Region pointing data
----

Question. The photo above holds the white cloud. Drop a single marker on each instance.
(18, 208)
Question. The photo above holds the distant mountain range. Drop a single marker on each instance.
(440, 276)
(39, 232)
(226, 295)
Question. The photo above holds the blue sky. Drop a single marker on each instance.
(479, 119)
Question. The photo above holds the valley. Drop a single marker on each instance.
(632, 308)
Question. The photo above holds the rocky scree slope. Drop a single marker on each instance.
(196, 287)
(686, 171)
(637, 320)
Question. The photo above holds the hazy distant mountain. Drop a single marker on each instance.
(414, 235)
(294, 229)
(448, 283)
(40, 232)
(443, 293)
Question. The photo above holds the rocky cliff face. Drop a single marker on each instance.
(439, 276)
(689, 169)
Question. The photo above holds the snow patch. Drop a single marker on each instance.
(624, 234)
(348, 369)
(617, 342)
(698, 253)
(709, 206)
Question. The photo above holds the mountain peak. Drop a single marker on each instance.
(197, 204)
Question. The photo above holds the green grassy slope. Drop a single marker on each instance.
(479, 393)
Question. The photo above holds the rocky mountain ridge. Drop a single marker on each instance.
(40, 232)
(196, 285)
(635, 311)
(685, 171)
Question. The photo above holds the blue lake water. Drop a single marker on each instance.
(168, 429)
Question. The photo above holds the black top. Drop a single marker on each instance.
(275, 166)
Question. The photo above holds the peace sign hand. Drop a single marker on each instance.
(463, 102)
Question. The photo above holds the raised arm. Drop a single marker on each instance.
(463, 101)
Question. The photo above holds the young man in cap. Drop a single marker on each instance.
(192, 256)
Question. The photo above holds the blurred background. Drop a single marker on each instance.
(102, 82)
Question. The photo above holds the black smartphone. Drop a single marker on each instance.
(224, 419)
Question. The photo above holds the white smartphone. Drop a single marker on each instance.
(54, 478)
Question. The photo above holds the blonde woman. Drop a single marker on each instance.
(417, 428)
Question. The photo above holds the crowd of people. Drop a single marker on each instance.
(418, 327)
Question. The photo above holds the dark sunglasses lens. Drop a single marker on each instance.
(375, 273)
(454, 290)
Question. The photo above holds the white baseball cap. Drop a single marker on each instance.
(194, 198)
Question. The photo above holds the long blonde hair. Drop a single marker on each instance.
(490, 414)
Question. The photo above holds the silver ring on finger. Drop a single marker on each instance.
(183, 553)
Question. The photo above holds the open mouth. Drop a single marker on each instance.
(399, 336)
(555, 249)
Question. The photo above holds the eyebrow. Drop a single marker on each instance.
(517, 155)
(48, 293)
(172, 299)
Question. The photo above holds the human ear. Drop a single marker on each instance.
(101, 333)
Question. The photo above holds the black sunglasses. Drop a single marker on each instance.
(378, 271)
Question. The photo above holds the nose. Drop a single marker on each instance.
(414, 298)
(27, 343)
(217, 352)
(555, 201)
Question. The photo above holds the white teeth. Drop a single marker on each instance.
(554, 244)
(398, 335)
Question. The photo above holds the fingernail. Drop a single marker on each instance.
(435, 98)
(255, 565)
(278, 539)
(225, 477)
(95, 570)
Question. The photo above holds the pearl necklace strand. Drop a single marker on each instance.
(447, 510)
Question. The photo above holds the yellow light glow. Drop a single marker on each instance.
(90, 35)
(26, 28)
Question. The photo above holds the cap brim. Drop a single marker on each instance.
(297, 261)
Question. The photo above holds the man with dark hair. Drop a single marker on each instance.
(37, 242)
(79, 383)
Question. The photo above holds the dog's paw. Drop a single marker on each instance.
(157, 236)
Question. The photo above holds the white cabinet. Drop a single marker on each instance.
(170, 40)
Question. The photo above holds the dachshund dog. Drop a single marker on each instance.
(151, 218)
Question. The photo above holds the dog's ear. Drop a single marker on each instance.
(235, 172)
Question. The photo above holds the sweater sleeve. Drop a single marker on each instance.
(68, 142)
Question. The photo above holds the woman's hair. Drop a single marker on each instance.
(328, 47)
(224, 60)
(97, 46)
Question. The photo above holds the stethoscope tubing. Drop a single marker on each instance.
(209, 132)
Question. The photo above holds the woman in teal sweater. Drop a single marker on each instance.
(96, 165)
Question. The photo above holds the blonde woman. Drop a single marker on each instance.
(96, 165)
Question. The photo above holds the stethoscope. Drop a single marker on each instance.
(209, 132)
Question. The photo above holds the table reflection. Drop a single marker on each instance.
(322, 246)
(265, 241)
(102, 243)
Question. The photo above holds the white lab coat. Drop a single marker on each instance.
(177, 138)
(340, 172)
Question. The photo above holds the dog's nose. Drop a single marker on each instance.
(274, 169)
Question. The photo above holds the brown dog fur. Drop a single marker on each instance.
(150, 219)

----

_Goal of the exercise_. Print each record again. Nothing may be left out.

_Response to this exercise_.
Question. The photo above holds the white cloud. Drop a single marker on each instance.
(18, 208)
Question. The photo above holds the distant mountain range. Drop a single marker on each instance.
(440, 276)
(39, 232)
(226, 295)
Question. The photo above holds the blue sky. Drop a single marker on each instance.
(479, 119)
Question. The photo above holds the valley. Drop a single marker on each instance.
(632, 308)
Question. The photo above holds the rocky scree slope. Drop a single marker on each instance.
(196, 287)
(686, 171)
(637, 320)
Question. The photo above holds the hazy distant mountain. Drop a single marker on each instance.
(414, 235)
(294, 229)
(448, 283)
(40, 232)
(443, 293)
Question. The photo above holds the rocky cliff face. Drop a single marker on each instance.
(439, 276)
(689, 169)
Question. The photo above holds the snow patch. Drop a single marker on each instance.
(624, 234)
(348, 369)
(617, 342)
(698, 253)
(709, 206)
Question. The photo above holds the mountain peak. Drop a single marker on each instance.
(197, 204)
Question. The photo above holds the green grassy slope. Drop a single marker on each instance.
(479, 393)
Question. The photo above holds the rocky mountain ridge. Drop a single marker on each instance.
(40, 232)
(196, 285)
(635, 311)
(685, 171)
Question. The photo above holds the blue lake water. Drop a single marker on each instance.
(168, 429)
Question. The photo above holds the black top. Drop a single marker on each instance.
(275, 166)
Question. The photo above holds the peace sign hand. Drop a single marker on each instance.
(463, 102)
Question. The photo above holds the raised arm. Drop a single marker on each instance.
(463, 101)
Question. The photo above holds the young man in cap. Drop a single marker on each instance.
(192, 256)
Question. The photo above holds the blurred background. Drop a single marker on each instance.
(102, 82)
Question. The photo above holds the black smartphone. Drop a single marker on each instance.
(224, 419)
Question. The photo above holds the white smartphone. Drop a single marker on each instance.
(54, 478)
Question. The photo above holds the blonde woman. Drop a single marker on each instance.
(417, 428)
Question. The photo above holds the crowd of people. Drop a single marker on each instance.
(418, 327)
Question. The photo above holds the dark sunglasses lens. Drop a single marker on each instance.
(375, 273)
(454, 290)
Question. The photo above holds the white baseball cap. Drop a single marker on each instance.
(194, 198)
Question. The photo above holds the long blonde hair. Drop a single marker on each instance.
(490, 414)
Question. The photo above holds the silver ring on finger. Drop a single marker on each instance.
(183, 553)
Question. The photo above holds the open mouth. Drop a single marker on each instance.
(399, 336)
(555, 249)
Question. The photo above holds the eyebrow. Drop a single marker on each instance.
(517, 155)
(48, 293)
(172, 299)
Question. The photo above holds the human ear. Drop a single marker on each instance.
(101, 333)
Question. The photo above holds the black sunglasses. Drop a single marker on each instance.
(378, 271)
Question. The photo above holds the nose. Drop a single marker on each instance.
(414, 298)
(27, 343)
(217, 352)
(555, 201)
Question. The photo above holds the white teeth. Drop a single marker on each instance.
(554, 244)
(398, 335)
Question. The photo above holds the fingernail. Drop a single marker on each instance.
(435, 98)
(255, 565)
(278, 539)
(225, 477)
(95, 570)
Question. The photo above holds the pearl necklace strand. Drop a single marker on each instance.
(447, 510)
Question. The photo above holds the yellow light glow. Drop a single marker on each instance.
(90, 35)
(26, 28)
Question. The photo above holds the cap brim. Drop a single marker on each instance.
(297, 261)
Question. The photo above holds the man with dark hair. Drop a single marker on each instance.
(37, 242)
(79, 383)
Question. The photo above holds the dog's paw. Drop a single marker on each instance.
(157, 236)
Question. The photo above holds the white cabinet. Drop a single marker on each instance.
(170, 40)
Question. The photo above holds the dachshund dog. Drop a single marker on each instance.
(151, 218)
Question. The photo above holds the dog's ear. Drop a single marker on each instance.
(235, 172)
Question. The photo above holds the sweater sleeve. Drop a single marker on each instance.
(68, 142)
Question. The photo above holds the woman's hair. Drop a single marker on each instance.
(328, 47)
(224, 60)
(97, 46)
Question. The photo above holds the stethoscope tubing. Drop a single marker on each instance.
(209, 132)
Question. The photo above holds the woman in teal sweater. Drop a single marker on each instance.
(96, 165)
Question. The photo above holds the blonde woman. Drop a single marker on each instance.
(96, 165)
Question. The photo above holds the stethoscope. Drop a single marker on each instance.
(209, 132)
Question. The photo above holds the table reflection. Drop a single marker on each instance.
(322, 246)
(265, 241)
(102, 243)
Question. The photo above holds the white lab coat. Drop a single marker on each instance.
(177, 138)
(340, 172)
Question. The photo above holds the dog's nose. Drop a single marker on each instance.
(274, 169)
Question. The photo above holds the brown dog fur. Drop a single marker on each instance.
(150, 219)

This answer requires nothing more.